Metin bölümü:
╭──

Abdullah Sabri Efendi (Abdullah Sabri Aytaç) Kimdir Ve Hayatı
Abdullah Sabri Efendi (Soyadı Kanunu’ndan sonra Abdullah Sabri Aytaç) Türk Kurtuluş Savaşı’nda Zonguldak yöresinde önemli hizmetler vermiş, TBMM 1. Dönem’de milletvekilliği yapmış bir siyaset adamıdır.
1870’te Zonguldak-Devrek İlçesi‘nde doğdu. Halveti Dergahı Postnişini Hacı Mehmet Efendi’nin oğludur. İlk ve orta öğrenimini Devrek İbtidai Mektebi ve Rüştiyesi’nde tamamladı. Sonra medrese eğitimi görerek 1896’da müderris icazetnamesi aldı. Babasının ölümü üzerine Dergah’ta onun görevini üstlendi. 1911 yılında da Devrek Müftülüğü’ne atandı.
Abdullah Sabri Efendi Biyografisi
Milli Mücadele’nin başlamasıyla, milli harekatın yanında yer aldı. Devrek Kaymakamı Şükrü Bey’in başlangıçtaki menfi tutumuna rağmen Milli Mücadele’nin hedef ve amaçları konusunda halkı aydınlattı. Camilerdeki konuşmalarının yanı sıra, Devrek Millet Bahçesi‘nde de mitingler düzenledi. Devrek Ulu Camii önündeki Hükûmet Konağı’nın yanıbaşındaki kavak ağacının başında kılıç kuşanmış ve elinde sancak-ı şerif tutar halde bir masaya çıkar, konuşmaları ile halkı Milli Mücadele’ye, Mustafa Kemal’in yanında yer almaya çağırırdı. Abdullah Sabri Efendi, Devrek Müdafaa-i Hukuk Cemiyeti‘nin kuruluş ve faaliyetlerinde de görev alarak, Ankara Fetvası’nı da Devrek Müftüsü olarak tasdik etti. Halkın baskısıyla kaymakam da İstanbul ile ilişkisini kesti.

╰──

Alıştırma görevleri:
**A.** Abdullah Sabri Efendi'nin hayatını anlatan metne göre Devrek Kaymakamı Şükrü Bey İstanbul ile ilişkisini neden kesmiştir? Bir ile üç cümle arasında açıklayın.
**B.** Abdullah Sabri Efendi'nin hayatını anlatan metni, son cümlesinden sonrasını yazarak sürdürün.
Bu alıştırmada verilere ihtiyaç yoktur.

Veri bölümü:

╭──

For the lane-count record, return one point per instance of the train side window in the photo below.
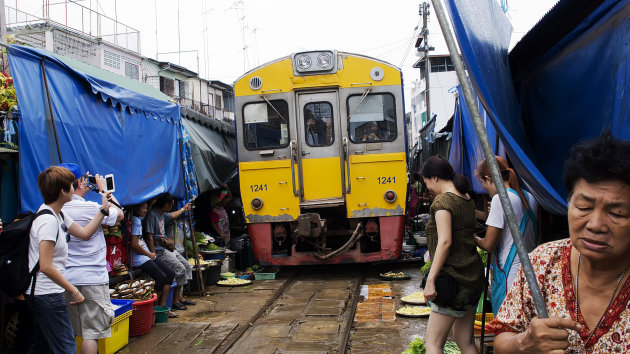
(266, 125)
(319, 124)
(372, 118)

╰──

Beklenen yanıtlar:
**A.** Devrek Kaymakamı Şükrü Bey, başlangıçta Milli Mücadele'ye karşı olumsuz bir tutum içindeydi. Ancak halkın baskısıyla İstanbul ile ilişkisini kesti.

**B.**
TBMM’nin 1. Dönemi için yapılan seçimlerde Bolu milletvekili seçilerek Ankara’ya geldi ve 23 Nisan 1920’de Meclisin açılışında hazır bulundu. Mecliste Şeriye ve Evkaf ve İrşad komisyonlarında çalıştı.
2. Düzce İsyanı (19 Temmuz – 23 Eylül 1920) öncesinde Devrek‘te bulunan Abdullah Sabri Efendi TBMM tarafından bir süre daha yörede kalmaya memur edilerek, “Halkı ulusal direnişe teşvik ve Milli Mücadele’nin ilkeleri konusunda aydınlatmak üzere” görevlendirildi. Daha sonra Meclis’e dönerek üyeliğini sürdürdü. Milletvekilliği sona erince Devrek’e döndü ve herhangi bir işle meşgul olmadı. Soyadı kanunuyla “Aytaç” soyadını alan Abdullah Sabri, 8 Ocak 1950’de vefat etti. Devrek Tekke Cami avlusunda toprağa verildi. Evli olup dokuz çocuk babasıydı.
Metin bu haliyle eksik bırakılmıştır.